*WHAT TO DO*
1. In the article on what to do when a purse or wallet is stolen, what amount could you be liable for if you report a card's loss within two business days after learning of it?
2. Write the next part of the article on what to do when a purse or wallet is stolen, beginning after its final paragraph.

* start TEXT PASSAGE *

Smash and Grab: What to Do When Your Purse or Wallet Is Stolen

Erin OsterhausJuly 10, 2023
Broken glass

It’s habit—grabbing your purse or wallet right before you head out the door. Checking to make sure you took it out of the car, or remembered to take it as you exited a restaurant. This item, whatever shape or size, contains your identification, money, access to your bank account, and more. Always having your purse or wallet on you provides a sense of security, a sense of capability.

But when you suddenly don’t have those items you carry with you every day—whether by accident or by theft—it can leave you feeling extremely vulnerable. If your purse or wallet is stolen, there are certain steps you can take to reclaim some of that security and protect yourself from further financial fraud.

Step 1: File a Police Report

The first step after any theft is to file a report with your local law enforcement to let them know that you were robbed. Tell them when and how your wallet or purse was stolen, what it looked like, and provide them with a full list of what it contained. Request a copy of the report and keep it on hand. This can potentially help you recover the items you lost, but it’s also a vital step toward protecting you from future account or identity fraud. Many financial institutions will request copies of a police report in their investigation process if your account is used fraudulently.

Step 2: Contact Your Financial Institutions

If your debit card or checkbook was stolen, contact the bank or credit union where you have an account as soon as possible. If you lost credit cards during the theft, contact the credit card company as well. If your online banking or mobile app allows for this feature, you may be able to “turn off” your debit or credit card from your phone.

It’s important to act fast, to limit your potential losses to fraudulent activity. According to the Federal Trade Commission, if you report your card’s loss before any unauthorized charges take place you won’t be responsible for any of the incurred costs. However, if you report it within two business days after you learn of the loss, you could be liable for $50. If you wait between two and 60 days to report the loss, you might be responsible for up to $500.

Step 3: Request Replacement Cards

Once you alert your financial institutions to the loss, they can close your accounts to any new purchases and send you replacement debit and credit cards. Additionally, if you have any recurring monthly charges that are on autopay, be sure to update those with your new account numbers.

Step 4: Set Up a Security Alert

To further protect yourself from fraud, it’s important to alert the credit bureaus that you’ve been the victim of theft. This will make it harder for thieves to open a line of credit in your name. You can file a free fraud alert with any of the three bureaus, and they are required by law to alert the other two.

If your credit isn’t locked or frozen already, now is the time to set up a free credit freeze. All three bureaus offer this feature at no cost to you—it essentially shuts down the use of your credit to open any new lines or loans. You can lift a freeze temporarily at any time, if you need to have your credit accessed later on.

* end TEXT PASSAGE *
* start RAW RECORDS *

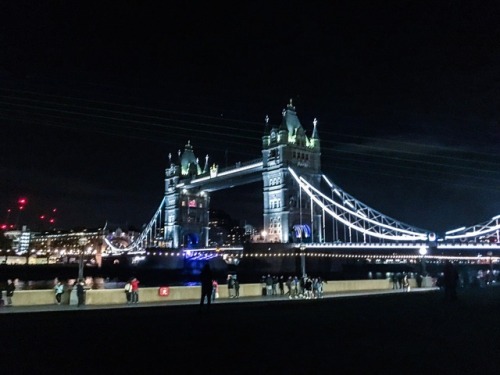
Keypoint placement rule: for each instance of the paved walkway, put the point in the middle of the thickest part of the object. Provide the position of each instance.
(53, 307)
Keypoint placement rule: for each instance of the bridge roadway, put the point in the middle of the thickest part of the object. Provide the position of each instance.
(388, 333)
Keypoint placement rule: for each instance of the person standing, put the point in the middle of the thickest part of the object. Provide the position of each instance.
(10, 291)
(281, 284)
(128, 291)
(206, 285)
(450, 280)
(230, 286)
(59, 290)
(215, 290)
(135, 290)
(80, 292)
(236, 287)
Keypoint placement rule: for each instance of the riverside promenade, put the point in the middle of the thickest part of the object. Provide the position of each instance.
(389, 332)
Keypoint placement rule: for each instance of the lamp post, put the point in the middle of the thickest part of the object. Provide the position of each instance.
(82, 242)
(423, 252)
(490, 276)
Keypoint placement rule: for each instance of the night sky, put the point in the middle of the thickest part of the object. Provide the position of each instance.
(94, 97)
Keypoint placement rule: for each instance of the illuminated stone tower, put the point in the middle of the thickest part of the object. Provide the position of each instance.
(287, 210)
(186, 211)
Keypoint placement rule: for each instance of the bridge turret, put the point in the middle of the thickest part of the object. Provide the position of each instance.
(189, 163)
(283, 131)
(267, 133)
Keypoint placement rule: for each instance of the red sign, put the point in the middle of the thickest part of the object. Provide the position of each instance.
(164, 291)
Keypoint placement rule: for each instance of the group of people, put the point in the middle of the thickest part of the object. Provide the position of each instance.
(400, 281)
(9, 293)
(304, 287)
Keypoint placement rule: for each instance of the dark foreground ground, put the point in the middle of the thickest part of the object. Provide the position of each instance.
(403, 333)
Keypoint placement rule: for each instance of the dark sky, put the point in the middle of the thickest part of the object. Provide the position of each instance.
(95, 96)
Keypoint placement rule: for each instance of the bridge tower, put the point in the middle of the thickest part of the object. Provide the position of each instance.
(288, 215)
(186, 211)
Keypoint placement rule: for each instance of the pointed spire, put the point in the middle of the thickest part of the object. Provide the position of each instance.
(266, 127)
(206, 164)
(283, 121)
(315, 130)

* end RAW RECORDS *

*RESULTS OF THE EXERCISE*
1. $50.

2.
Step 5: Replace Other Lost Items

Once you’ve taken steps to secure your financial accounts, you should make a list of any other important items you may have lost. Some items you might need to replace could include:

  • Driver’s license: The Texas Department of Transportation makes it relatively easy to replace your driver’s license with their online card replacement feature as long as you can provide your driver’s license number, your date of birth, the last four digits of your social security number, and the audit number from your most recently issued card.
  • Social Security card: While it’s best to store your Social Security card in a secure location, such as a safety deposit box, if it is stolen you can contact the Social Security Administration to replace your card.
  • Other forms of ID: If your student ID, work ID, or military ID are stolen, contact the institution that issued the ID to report them missing and request a replacement.
  • Insurance cards: You may carry your health insurance cards in your wallet for convenience. If they’re stolen, you can order replacement cards by calling your insurance company or visiting their website. It’s also a good idea to let them know your card was stolen to prevent any potential fraudulent insurance claims.
  • U.S. Passport: If your passport is stolen while you’re in the United States, you can call the State Department at 877-487-2778 to report the loss and request a new passport. If your passport is stolen while you’re abroad, contact the nearest U.S. embassy or consulate. You can also report the lost passport online.

Step 6: Check Your Accounts Regularly

After you’ve taken steps to prevent charges on your accounts that you haven’t authorized, it’s important to monitor those accounts. There are three main types to keep an eye on:

  • Your credit report. To do so, you can order a free credit report via
  • Your credit cards. If you notice any fraudulent accounts or transactions, note them and alert your financial institution.
  • Your bank account. Keep a close eye on your checking and credit card accounts for any unauthorized activity. The sooner you report it, the sooner those institutions can take action to protect you.

It’s not enough to keep a close eye on these accounts right after the theft—regular monitoring can help prevent future damage as well. If you have banking or credit card alerts, set those up to send you notifications on transactions and withdrawals.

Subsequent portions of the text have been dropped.